(THE RECORDS):

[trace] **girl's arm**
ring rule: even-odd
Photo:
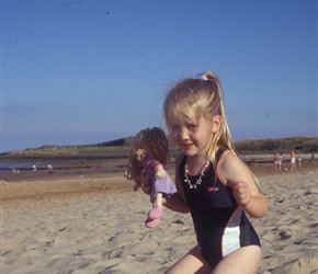
[[[232,189],[237,203],[253,218],[262,218],[268,213],[268,201],[255,183],[249,168],[230,152],[225,152],[218,163],[219,178]]]

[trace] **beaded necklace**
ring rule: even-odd
[[[201,170],[201,174],[200,174],[200,178],[196,180],[195,184],[192,184],[191,183],[191,180],[188,178],[188,173],[189,173],[189,169],[188,169],[188,164],[184,165],[184,182],[186,182],[190,186],[190,189],[196,189],[196,186],[198,184],[201,184],[202,182],[202,178],[204,176],[204,171],[206,171],[206,169],[208,168],[209,165],[209,161],[207,160],[203,167],[202,167],[202,170]]]

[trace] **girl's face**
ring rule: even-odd
[[[203,116],[196,122],[194,113],[182,114],[171,126],[173,141],[189,157],[206,158],[213,134],[212,124]]]

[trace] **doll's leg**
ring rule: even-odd
[[[156,194],[156,199],[155,199],[155,203],[154,203],[154,207],[155,206],[158,206],[158,207],[162,208],[162,193],[161,192],[158,192]]]
[[[162,193],[159,192],[156,194],[156,199],[152,204],[152,209],[148,213],[148,217],[150,219],[157,219],[160,218],[162,214]]]

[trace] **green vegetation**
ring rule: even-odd
[[[291,152],[292,149],[299,153],[318,152],[318,138],[291,137],[280,139],[259,139],[236,141],[240,153]]]

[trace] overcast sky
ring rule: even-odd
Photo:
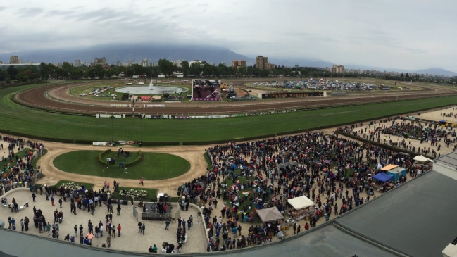
[[[249,56],[457,71],[455,0],[0,1],[0,53],[208,44]]]

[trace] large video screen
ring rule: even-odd
[[[192,101],[221,101],[220,80],[193,80]]]
[[[323,92],[268,93],[262,94],[262,99],[269,98],[304,98],[323,96]]]

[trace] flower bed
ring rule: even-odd
[[[125,193],[124,193],[123,190],[120,190],[119,194],[123,196],[146,197],[148,196],[148,192],[142,189],[129,189],[125,190]]]

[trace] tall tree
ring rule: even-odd
[[[187,77],[189,74],[189,62],[187,61],[182,61],[181,62],[181,68],[182,68],[182,74],[184,77]]]
[[[16,75],[19,73],[18,70],[14,68],[14,65],[11,65],[6,69],[6,73],[11,80],[15,80]]]

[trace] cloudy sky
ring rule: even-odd
[[[0,53],[207,44],[249,56],[457,71],[455,0],[0,1]]]

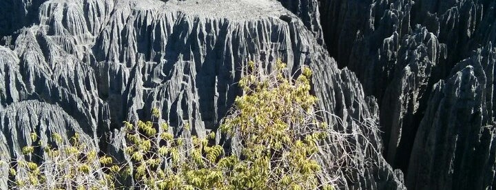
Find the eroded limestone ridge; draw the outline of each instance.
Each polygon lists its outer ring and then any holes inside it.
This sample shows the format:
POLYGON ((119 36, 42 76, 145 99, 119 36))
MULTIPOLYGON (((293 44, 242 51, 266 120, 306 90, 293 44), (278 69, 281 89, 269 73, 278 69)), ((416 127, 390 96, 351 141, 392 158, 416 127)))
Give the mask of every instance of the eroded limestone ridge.
MULTIPOLYGON (((31 131, 67 138, 65 129, 123 160, 117 149, 122 122, 149 119, 152 107, 175 136, 205 136, 240 94, 240 69, 249 61, 270 69, 280 58, 291 73, 311 67, 325 120, 357 134, 350 136, 356 146, 349 151, 358 160, 373 160, 346 173, 353 177, 343 176, 340 187, 404 188, 402 172, 382 158, 379 131, 360 127, 378 123, 378 104, 355 74, 338 69, 329 55, 317 3, 2 1, 0 152, 15 158, 31 131), (184 132, 185 123, 191 134, 184 132), (369 148, 366 142, 378 151, 358 154, 369 148)), ((53 141, 50 136, 41 140, 53 141)), ((321 162, 325 156, 331 156, 321 162)))

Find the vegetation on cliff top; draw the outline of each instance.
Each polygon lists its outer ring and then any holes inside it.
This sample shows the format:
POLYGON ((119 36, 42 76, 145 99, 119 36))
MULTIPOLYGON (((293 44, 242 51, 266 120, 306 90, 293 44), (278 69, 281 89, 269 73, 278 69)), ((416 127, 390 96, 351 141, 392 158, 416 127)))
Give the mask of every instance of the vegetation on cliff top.
MULTIPOLYGON (((153 109, 151 121, 124 123, 123 154, 128 161, 116 163, 76 135, 56 146, 31 145, 10 164, 10 185, 20 189, 116 189, 132 179, 134 187, 153 189, 332 189, 319 181, 321 168, 315 156, 328 134, 316 120, 316 98, 310 94, 311 71, 307 67, 293 79, 285 75, 280 60, 268 73, 249 62, 239 81, 242 96, 235 100, 219 132, 207 138, 181 138, 161 123, 153 109), (220 135, 230 148, 216 145, 220 135), (37 156, 36 151, 43 155, 37 156)), ((189 124, 184 128, 189 130, 189 124)), ((32 135, 32 142, 37 134, 32 135)), ((59 136, 59 138, 57 138, 59 136)), ((33 142, 34 143, 34 142, 33 142)))

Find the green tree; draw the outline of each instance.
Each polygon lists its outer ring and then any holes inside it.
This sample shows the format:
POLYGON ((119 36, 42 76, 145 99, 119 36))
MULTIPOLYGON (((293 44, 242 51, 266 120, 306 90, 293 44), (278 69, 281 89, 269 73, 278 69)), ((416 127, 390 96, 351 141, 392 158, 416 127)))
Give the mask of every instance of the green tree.
MULTIPOLYGON (((311 71, 304 67, 296 80, 283 74, 280 60, 271 73, 256 72, 249 63, 230 115, 220 125, 240 152, 226 154, 208 139, 174 138, 168 125, 125 123, 132 160, 130 173, 137 185, 152 189, 309 189, 320 184, 320 166, 313 157, 325 138, 324 123, 312 113, 316 98, 310 94, 311 71)), ((160 113, 152 111, 155 117, 160 113)), ((187 126, 185 127, 189 129, 187 126)), ((215 138, 215 134, 207 136, 215 138)))

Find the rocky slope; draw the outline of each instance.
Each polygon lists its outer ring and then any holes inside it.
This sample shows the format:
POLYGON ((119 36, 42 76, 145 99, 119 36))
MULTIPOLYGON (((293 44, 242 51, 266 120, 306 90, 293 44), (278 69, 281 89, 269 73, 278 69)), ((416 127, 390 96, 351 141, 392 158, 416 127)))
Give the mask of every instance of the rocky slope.
POLYGON ((152 107, 175 135, 205 136, 239 94, 240 68, 281 58, 293 73, 313 69, 324 119, 354 134, 347 151, 359 161, 339 187, 491 188, 495 4, 2 1, 0 156, 19 156, 34 131, 45 142, 79 132, 125 159, 122 121, 152 107))
POLYGON ((409 189, 493 187, 495 3, 321 1, 329 53, 378 98, 409 189))

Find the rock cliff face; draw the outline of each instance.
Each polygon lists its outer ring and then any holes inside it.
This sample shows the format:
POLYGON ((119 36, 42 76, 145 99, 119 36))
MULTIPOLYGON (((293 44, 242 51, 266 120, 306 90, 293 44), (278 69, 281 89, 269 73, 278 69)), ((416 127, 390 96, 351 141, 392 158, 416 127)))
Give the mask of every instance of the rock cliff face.
POLYGON ((355 134, 362 165, 340 188, 491 188, 495 3, 2 1, 0 156, 19 156, 34 131, 79 132, 124 159, 122 121, 152 107, 176 136, 203 136, 240 94, 240 68, 280 58, 312 68, 324 119, 355 134))
POLYGON ((329 53, 378 98, 384 157, 409 189, 493 187, 495 3, 321 1, 329 53))

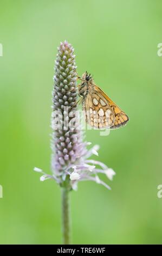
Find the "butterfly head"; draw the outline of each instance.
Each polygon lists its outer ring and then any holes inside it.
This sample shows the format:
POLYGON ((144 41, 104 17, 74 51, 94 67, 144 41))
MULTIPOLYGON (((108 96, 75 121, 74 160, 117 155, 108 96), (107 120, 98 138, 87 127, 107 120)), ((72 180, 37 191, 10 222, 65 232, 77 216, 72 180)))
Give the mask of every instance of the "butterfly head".
POLYGON ((87 73, 87 72, 85 72, 82 76, 82 80, 83 81, 89 82, 92 80, 92 77, 90 74, 87 73))

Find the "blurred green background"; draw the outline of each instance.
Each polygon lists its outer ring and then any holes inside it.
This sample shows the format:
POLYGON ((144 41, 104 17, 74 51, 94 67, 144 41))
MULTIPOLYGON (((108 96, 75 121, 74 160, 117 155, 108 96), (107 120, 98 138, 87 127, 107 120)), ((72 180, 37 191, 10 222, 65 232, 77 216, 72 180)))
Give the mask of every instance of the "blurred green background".
POLYGON ((1 1, 0 243, 60 243, 60 189, 50 173, 57 47, 75 48, 77 71, 126 111, 127 125, 101 137, 98 159, 116 172, 72 193, 74 243, 161 243, 162 3, 158 0, 1 1))

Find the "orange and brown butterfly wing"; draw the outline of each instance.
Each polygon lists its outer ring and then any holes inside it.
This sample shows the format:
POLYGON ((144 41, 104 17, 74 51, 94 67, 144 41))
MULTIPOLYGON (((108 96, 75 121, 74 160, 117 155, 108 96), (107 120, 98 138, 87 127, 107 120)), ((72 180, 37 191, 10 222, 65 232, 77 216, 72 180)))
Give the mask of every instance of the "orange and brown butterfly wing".
POLYGON ((93 84, 83 102, 87 123, 96 129, 116 129, 125 126, 128 116, 98 87, 93 84))

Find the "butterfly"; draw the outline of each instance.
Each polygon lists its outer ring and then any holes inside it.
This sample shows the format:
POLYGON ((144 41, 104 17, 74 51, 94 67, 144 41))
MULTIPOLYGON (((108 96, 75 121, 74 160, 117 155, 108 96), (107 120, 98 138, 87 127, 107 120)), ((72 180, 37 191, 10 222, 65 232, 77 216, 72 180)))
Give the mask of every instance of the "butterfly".
POLYGON ((97 86, 90 74, 87 71, 79 84, 86 121, 92 127, 98 129, 116 129, 126 125, 128 117, 97 86))

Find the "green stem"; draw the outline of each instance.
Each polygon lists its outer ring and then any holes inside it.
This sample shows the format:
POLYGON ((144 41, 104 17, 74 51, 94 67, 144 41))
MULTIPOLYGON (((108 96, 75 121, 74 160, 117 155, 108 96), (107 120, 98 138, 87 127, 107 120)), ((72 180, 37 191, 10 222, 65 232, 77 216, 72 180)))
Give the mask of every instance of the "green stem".
POLYGON ((70 239, 69 190, 67 187, 63 187, 61 189, 63 243, 69 245, 70 239))

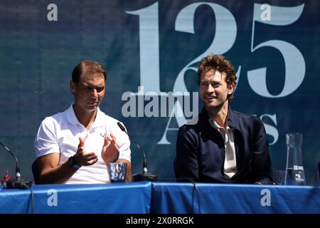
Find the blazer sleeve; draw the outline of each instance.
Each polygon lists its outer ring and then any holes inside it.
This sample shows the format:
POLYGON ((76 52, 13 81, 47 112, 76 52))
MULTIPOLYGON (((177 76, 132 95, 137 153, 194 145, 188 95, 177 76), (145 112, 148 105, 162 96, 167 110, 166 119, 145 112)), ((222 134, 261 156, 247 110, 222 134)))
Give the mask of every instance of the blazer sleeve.
POLYGON ((198 143, 194 134, 182 126, 178 132, 174 169, 177 181, 198 181, 198 143))
POLYGON ((270 184, 272 180, 272 167, 269 152, 269 142, 262 121, 256 118, 253 131, 252 181, 263 185, 270 184))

(AIM): Reproduce word for word the part of the records that opens with the line containing "Find the rock cliff" and closes with the line containing "Give the mask of every instance of the rock cliff", including both of those lines.

(WRITTEN RESPONSE):
Find the rock cliff face; draw the outline of each instance.
Each polygon lists its outer ring and then any holes inside it.
This sample shows the format:
POLYGON ((119 36, 42 76, 145 99, 119 36))
MULTIPOLYGON (((293 44, 242 51, 266 120, 306 90, 293 44), (278 69, 281 89, 269 73, 278 69)), ((416 127, 390 96, 351 141, 392 158, 416 127)))
Give the mask of every instance of the rock cliff face.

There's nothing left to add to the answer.